In the passage about Doc's ski commute, write out the part from "Before coffee - and" up to and including "for a replacement.", substituting "Schwinn" for "Fisher".

Study text
--- START ---
Still, if he had to pick a perfect day for the perfect trip, what would it be?

“When there’s enough fresh snow to make powder turns but not so much that they can’t clear the bike path,” he says, his eyes and nose still rimmed red from the chilly morning ride. “You have to find that middle ground.”

Before coffee - and just a few hours before town was blanketed in a freak 15 inches - we stop to snap a few photos in front of Amazing Grace. Even if he didn’t park there most mornings, the bike and skis and Doc himself would look at home silhouetted against the historic cabin with yellow siding. It all fits, like the retro leather touring boots he cinches every morning, or the PVC ski holder he bungeed to the rack on the Shasta. He bought the pipefittings for about $10 when he got the bike, a replacement for a ‘70s-era Fisher he had to abandon when the headset cracked and it was too old for a replacement.

“A little duct tape and a bungee cord is all you need,” he says in a tone somewhere between sly humor and matter-of-fact honesty. “Anyone can figure it out.”

Doc PJ and I walk up the steep concrete steps and sit down at a short, stout table just inside the front door, close to where the Breckenridge Outdoor Education Center once kept a running tally of pre-dawn vertical feet for guys and gals like Doc. Before he can order coffee, another regular tells the barista he’ll buy breakfast for his friends and “whatever Doc is having.”
--- END ---
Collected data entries
--- START ---
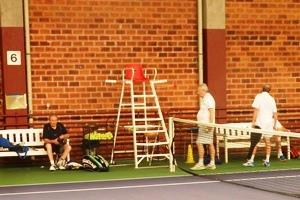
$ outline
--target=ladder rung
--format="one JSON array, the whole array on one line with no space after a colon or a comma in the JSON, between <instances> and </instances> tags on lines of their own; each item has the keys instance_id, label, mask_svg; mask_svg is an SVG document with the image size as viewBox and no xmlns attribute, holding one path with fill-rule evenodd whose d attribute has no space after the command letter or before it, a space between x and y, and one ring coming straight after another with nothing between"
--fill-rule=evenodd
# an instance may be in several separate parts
--- END ---
--- START ---
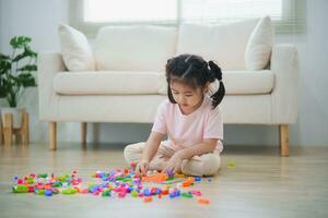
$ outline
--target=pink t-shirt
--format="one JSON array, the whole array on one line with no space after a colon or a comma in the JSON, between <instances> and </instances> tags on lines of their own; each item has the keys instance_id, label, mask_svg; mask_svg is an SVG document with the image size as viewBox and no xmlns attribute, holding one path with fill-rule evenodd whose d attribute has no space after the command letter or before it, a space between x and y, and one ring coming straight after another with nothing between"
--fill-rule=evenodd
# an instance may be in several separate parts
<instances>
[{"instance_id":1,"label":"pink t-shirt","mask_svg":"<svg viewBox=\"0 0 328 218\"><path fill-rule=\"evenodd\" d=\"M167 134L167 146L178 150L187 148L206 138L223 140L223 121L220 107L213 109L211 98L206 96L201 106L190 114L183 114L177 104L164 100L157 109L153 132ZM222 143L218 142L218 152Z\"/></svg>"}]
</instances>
--- END ---
Task output
Before coffee - and just a few hours before town was blanketed in a freak 15 inches - we stop to snap a few photos in front of Amazing Grace. Even if he didn’t park there most mornings, the bike and skis and Doc himself would look at home silhouetted against the historic cabin with yellow siding. It all fits, like the retro leather touring boots he cinches every morning, or the PVC ski holder he bungeed to the rack on the Shasta. He bought the pipefittings for about $10 when he got the bike, a replacement for a ‘70s-era Schwinn he had to abandon when the headset cracked and it was too old for a replacement.